● **The task**
Duplicate word for word the part of the article on Arborg and Jericho from "Jericho is the" up to and including "disaster loss modeler.".
(Excerpted passage)
Campaign city Arborg adopts Jericho City as resilience 'twin'
GENEVA, 30 May 2012 - Earthquake and flood-prone Arborg, Iceland, a member of the 'Making Cities Resilient' campaign, is boosting the preparedness of its new twin - the Palestinian city of Jericho - starting with a four-week crash course on disaster management that begins today.
Situated 50 km east of the nation's capital, Reykjavik, Arborg sits close to Eyjafjallajökull, the volcano which caused unprecedented air traffic chaos that lasted weeks when it erupted in April 2010. A 6.3 magnitude earthquake in 2008 required $3 million in joint compensation from the central government, national civil emergency funds and infrastructure insurance to pay for the extensive damage caused.
Solveig Thorvaldsdottir, an earthquake engineer with a background in search-and-rescue, will teach the masters level course along with a number of guest lecturers, using the town's unique surroundings as her natural classroom.
"Arborg is a small town of only 8,000 people but our exposure to hazards makes it like a laboratory. It is in a high-risk zone, sitting in the middle of the south Iceland fault zone. It's quite close to volcanoes, including Eyjafjallajökull. It's by the Ölfus river and has been flooded in the past.
"Last year, we had the idea of using the framework of the 'Making Cities Resilient' campaign to connect students to the community. In these next four weeks, students will learn directly about disaster management planning from the municipal authorities themselves and partners in the campaign. These include a school, hospital, a local NGO, the city prison, a factory and the local agriculture association."
It is the second year that the course is offered to students outside of Iceland, Ms. Thorvaldsdottir said, and the first to be attended by students from the occupied Palestinian territory, including one participant from the city of Jericho.
She said Iceland's Ministry for Foreign Affairs is paying for three Palestinians from the West Bank to participate in the course which will centre on the Ten Essential actions developed by the campaign:
"We plan to hold a similar course in Jericho later, either this year or next," she added.
Ms. Thorvaldsdottir's relationship with the city of Jericho began when she took part in a capacity building project in the occupied Palestinian territory, under the auspices of the United Nations humanitarian affairs office, OCHA.
"The Icelandic Ministry for Foreign Affairs seconded me there last year for three months to write recommendations on how to build capacity in the West Bank for dealing with disasters. One of my suggestions was that a city in the West Bank could twin with us since Arborg is part of the United Nations' world disaster reduction campaign 'Making Cities Resilient.' I recommended Jericho because, like Arborg, it sits on an earthquake zone and is vulnerable to floods from the Jordan River. We are still working on the formalities of the twinning, but we have already started working together, which is great."
Jericho is the lowest permanently inhabited site on the planet. It is also believed to be one of the oldest continuously inhabited cities in the world with current population estimated at 20,000 Palestinians. Situated on the West Bank close to the Dead Sea Rift Valley, Jericho was hit by several devastating earthquakes in its history, including a 6.2 magnitude earthquake in July 1927.
Ms. Thorvaldsdottir was the Director of Iceland's civil defense authority for seven years, after working in California, United States, as a disaster loss modeler.
She said 11 students will present three papers at the end of the four-week course on how the community of Arborg can be better prepared.
(End Excerpted passage)
(Given information)
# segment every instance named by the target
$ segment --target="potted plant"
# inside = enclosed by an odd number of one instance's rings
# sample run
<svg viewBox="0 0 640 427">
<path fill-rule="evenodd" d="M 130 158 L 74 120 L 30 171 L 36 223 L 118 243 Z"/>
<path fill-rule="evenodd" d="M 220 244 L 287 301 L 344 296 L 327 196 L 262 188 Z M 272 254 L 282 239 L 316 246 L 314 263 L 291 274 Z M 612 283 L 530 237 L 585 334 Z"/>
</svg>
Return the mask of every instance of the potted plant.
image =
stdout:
(End Given information)
(Given information)
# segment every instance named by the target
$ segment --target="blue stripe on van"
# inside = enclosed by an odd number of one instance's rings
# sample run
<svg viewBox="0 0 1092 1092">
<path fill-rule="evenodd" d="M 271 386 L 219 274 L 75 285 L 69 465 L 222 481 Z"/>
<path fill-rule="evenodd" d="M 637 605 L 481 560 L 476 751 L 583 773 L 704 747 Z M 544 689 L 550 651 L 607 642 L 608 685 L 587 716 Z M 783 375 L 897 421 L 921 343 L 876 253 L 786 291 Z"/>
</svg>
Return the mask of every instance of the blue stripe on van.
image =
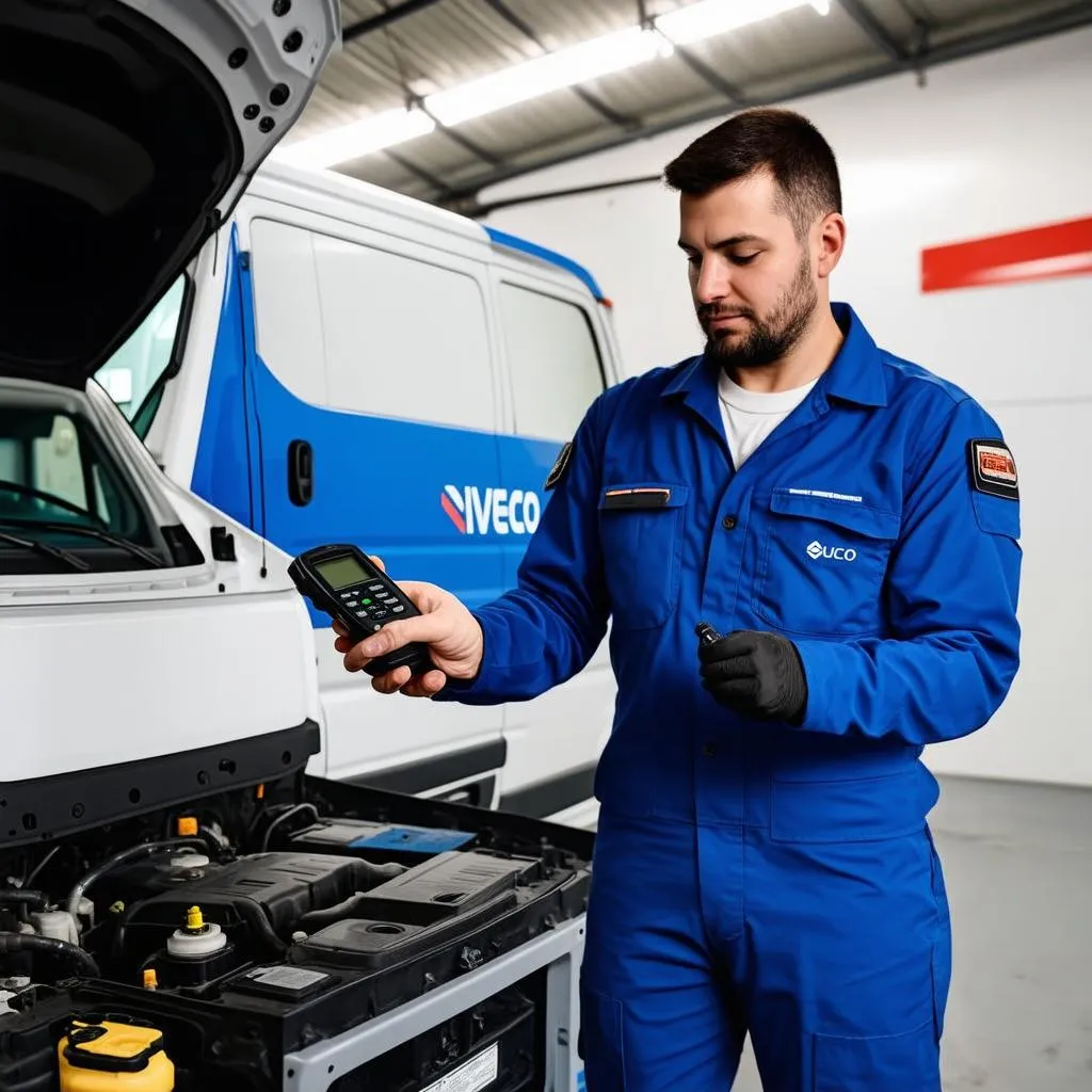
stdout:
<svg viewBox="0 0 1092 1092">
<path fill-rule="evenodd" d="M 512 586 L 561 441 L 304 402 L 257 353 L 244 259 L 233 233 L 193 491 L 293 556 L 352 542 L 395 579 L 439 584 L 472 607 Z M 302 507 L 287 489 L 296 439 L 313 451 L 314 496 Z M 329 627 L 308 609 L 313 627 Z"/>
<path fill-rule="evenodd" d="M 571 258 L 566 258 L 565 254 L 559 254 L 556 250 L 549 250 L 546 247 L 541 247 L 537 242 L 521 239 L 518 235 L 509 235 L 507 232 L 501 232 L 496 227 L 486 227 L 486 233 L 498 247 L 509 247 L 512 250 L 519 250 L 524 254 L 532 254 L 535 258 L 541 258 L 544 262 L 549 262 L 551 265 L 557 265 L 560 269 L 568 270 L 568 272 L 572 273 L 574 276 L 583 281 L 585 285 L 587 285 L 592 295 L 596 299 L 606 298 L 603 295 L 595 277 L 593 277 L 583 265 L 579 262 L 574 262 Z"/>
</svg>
(End Given information)
(Given information)
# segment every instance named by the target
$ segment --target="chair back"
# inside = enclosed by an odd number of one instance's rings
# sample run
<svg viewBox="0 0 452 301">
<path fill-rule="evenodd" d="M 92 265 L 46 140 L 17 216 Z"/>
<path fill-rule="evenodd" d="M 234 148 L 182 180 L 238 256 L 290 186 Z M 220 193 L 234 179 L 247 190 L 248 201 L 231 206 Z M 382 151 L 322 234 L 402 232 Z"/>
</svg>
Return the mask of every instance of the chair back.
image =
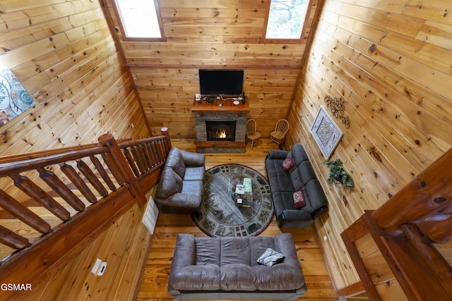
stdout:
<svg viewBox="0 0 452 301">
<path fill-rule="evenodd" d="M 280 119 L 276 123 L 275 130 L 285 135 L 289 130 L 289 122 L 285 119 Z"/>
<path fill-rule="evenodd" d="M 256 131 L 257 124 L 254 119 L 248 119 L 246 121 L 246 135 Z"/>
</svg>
(End Given information)
● **Answer below**
Jericho is the lowest permanently inhabited site on the planet. It is also believed to be one of the oldest continuously inhabited cities in the world with current population estimated at 20,000 Palestinians. Situated on the West Bank close to the Dead Sea Rift Valley, Jericho was hit by several devastating earthquakes in its history, including a 6.2 magnitude earthquake in July 1927.
Ms. Thorvaldsdottir was the Director of Iceland's civil defense authority for seven years, after working in California, United States, as a disaster loss modeler.